__Goal of the exercise__
Copy out exactly each line from the line with "Where can the whole" through the last line of the material below.

[Position annotation records]
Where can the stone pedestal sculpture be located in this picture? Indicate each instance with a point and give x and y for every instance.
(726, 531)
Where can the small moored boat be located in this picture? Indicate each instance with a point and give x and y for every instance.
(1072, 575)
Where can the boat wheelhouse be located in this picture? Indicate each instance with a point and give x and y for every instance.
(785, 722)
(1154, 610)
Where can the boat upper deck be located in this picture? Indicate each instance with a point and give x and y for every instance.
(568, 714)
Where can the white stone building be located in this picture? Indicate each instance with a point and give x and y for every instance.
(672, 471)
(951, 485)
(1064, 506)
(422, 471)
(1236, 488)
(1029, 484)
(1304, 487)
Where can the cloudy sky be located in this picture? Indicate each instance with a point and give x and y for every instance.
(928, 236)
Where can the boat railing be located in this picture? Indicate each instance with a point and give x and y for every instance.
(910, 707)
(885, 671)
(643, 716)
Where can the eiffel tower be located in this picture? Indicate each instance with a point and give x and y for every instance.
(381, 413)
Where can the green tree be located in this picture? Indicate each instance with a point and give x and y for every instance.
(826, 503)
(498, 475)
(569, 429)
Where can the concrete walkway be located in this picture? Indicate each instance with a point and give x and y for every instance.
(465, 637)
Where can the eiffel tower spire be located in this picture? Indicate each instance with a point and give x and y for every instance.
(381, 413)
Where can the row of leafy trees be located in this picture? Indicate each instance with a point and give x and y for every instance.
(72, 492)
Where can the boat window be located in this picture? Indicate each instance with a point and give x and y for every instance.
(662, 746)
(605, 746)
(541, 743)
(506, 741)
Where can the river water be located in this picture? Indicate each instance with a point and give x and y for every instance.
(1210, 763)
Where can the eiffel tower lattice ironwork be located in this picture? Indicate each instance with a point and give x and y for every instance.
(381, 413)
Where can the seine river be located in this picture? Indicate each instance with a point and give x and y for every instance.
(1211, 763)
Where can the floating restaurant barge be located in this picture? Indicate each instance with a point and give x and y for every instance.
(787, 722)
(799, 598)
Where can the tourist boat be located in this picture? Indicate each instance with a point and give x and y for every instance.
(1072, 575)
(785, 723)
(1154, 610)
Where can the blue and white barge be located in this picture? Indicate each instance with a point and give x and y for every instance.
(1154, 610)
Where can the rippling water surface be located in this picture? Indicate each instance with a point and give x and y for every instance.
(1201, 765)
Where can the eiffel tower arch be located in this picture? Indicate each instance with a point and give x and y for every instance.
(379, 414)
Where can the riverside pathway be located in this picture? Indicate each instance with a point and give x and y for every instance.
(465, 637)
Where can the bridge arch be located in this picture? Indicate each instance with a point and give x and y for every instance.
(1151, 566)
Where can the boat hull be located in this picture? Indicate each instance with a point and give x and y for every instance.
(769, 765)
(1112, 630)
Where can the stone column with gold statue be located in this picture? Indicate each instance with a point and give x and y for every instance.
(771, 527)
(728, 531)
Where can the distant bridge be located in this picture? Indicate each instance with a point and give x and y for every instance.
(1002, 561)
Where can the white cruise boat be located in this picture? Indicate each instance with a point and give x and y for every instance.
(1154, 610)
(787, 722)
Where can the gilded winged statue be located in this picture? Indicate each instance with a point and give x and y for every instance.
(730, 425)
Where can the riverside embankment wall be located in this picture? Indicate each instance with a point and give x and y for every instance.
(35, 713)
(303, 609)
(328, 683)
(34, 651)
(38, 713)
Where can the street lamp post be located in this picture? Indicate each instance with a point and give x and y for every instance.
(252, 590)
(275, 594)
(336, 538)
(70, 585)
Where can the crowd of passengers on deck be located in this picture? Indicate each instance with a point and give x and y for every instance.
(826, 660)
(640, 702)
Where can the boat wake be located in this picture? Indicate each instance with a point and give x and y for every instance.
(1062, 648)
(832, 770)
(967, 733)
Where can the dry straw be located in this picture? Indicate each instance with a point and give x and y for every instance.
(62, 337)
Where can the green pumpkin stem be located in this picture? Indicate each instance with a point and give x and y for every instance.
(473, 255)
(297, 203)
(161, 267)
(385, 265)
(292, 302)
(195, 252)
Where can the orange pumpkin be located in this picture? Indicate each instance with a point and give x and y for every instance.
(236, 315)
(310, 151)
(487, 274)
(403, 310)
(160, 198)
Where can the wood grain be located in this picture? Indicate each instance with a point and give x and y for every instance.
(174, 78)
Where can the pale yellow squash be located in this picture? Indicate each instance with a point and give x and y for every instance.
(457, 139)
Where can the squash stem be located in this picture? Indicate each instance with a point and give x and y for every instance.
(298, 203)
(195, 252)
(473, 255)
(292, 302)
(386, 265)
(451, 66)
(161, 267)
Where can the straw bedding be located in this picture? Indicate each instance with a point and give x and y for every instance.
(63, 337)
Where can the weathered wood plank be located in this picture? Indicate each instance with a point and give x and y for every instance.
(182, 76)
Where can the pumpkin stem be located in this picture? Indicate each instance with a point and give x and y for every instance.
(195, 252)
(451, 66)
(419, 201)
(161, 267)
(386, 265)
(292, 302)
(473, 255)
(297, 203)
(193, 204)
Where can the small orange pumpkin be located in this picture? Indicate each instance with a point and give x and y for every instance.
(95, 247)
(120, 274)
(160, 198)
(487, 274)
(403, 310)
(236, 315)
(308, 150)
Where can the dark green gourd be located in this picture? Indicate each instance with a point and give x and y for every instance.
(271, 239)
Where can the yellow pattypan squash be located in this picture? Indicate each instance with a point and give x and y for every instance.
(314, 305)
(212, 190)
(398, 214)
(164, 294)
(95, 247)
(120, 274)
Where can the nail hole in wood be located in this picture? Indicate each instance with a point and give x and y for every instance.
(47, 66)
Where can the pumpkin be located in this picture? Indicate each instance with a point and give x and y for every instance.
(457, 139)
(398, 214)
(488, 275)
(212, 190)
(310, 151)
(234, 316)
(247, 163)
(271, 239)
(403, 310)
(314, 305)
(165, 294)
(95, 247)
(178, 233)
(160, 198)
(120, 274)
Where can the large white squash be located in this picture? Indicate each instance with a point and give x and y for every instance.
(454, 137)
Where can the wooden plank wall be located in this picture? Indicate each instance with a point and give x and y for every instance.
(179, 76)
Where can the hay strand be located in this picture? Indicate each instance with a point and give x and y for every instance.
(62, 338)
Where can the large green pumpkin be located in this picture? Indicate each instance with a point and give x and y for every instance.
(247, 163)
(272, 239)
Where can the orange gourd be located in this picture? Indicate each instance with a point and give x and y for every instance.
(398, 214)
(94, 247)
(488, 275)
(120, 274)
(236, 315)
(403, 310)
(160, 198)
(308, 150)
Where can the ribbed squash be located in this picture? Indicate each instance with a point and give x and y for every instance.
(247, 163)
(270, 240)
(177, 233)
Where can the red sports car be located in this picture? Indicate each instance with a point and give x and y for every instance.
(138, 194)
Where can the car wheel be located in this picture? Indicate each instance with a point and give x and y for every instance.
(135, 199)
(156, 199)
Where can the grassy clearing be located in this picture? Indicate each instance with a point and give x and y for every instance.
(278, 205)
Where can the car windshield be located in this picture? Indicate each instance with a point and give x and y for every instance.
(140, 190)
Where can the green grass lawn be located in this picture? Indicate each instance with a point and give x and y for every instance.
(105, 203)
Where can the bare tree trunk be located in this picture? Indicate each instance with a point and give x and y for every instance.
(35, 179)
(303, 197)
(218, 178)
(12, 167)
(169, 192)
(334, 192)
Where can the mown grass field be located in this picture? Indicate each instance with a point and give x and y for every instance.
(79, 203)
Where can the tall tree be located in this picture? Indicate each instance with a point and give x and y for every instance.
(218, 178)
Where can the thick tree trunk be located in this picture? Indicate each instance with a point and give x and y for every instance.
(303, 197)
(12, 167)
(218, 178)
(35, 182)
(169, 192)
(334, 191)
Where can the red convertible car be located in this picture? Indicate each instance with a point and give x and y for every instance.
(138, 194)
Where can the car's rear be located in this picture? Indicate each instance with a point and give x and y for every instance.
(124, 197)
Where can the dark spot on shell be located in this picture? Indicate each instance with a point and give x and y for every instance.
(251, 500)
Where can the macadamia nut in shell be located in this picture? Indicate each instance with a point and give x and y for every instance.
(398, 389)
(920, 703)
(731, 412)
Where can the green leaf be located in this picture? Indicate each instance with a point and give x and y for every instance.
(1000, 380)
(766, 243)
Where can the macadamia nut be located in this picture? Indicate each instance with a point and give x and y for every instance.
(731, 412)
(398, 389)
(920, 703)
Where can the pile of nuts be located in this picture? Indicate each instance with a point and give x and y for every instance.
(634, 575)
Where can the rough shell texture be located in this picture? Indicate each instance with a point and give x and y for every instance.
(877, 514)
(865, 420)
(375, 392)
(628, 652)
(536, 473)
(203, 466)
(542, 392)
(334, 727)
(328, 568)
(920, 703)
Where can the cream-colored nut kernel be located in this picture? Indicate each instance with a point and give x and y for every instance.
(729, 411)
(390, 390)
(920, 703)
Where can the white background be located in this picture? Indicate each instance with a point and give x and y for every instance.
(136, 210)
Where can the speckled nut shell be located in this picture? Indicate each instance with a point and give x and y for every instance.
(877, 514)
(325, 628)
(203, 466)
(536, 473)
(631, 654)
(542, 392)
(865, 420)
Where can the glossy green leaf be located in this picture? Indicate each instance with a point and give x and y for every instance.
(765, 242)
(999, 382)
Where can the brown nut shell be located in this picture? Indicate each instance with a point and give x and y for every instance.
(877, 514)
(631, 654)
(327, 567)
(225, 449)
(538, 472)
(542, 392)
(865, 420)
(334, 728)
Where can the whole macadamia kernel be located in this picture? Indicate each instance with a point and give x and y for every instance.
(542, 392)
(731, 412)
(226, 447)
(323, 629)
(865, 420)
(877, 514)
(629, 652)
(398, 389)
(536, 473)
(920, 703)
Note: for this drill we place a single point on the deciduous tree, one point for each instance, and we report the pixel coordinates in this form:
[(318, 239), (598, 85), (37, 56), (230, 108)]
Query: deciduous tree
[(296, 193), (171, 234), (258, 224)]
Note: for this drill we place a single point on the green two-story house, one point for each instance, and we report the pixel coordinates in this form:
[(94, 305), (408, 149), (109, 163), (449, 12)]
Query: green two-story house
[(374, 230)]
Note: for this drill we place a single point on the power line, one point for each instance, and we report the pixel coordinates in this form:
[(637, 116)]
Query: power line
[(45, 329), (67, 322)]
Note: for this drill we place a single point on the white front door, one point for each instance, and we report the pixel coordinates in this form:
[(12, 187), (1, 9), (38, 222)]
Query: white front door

__Task solution__
Where can the whole macadamia kernel be located in this picture? Indicate each instance with a point and give x and y for every instance.
(542, 392)
(731, 412)
(226, 447)
(323, 629)
(865, 420)
(877, 514)
(629, 652)
(398, 389)
(536, 473)
(920, 703)
Note: for this drill we place a single point on the deciduous tree, one point for each instance, and we report the pixel coordinates in this form:
[(318, 239), (598, 85), (37, 56), (230, 108)]
Query: deciduous tree
[(296, 193), (171, 234), (258, 224)]
Note: for this drill we place a single point on the green two-story house, one point for each instance, and we report the pixel coordinates in this form:
[(94, 305), (408, 149), (109, 163), (449, 12)]
Query: green two-story house
[(374, 230)]
Note: for this drill we place a single point on the power line, one point for each instance, and we report the pixel coordinates in this form:
[(637, 116)]
Query: power line
[(45, 329), (67, 322)]
Note: for this drill we place a single point on the white front door, one point for each instance, and we report the pixel coordinates in this form:
[(12, 187), (1, 9), (38, 222)]
Query: white front door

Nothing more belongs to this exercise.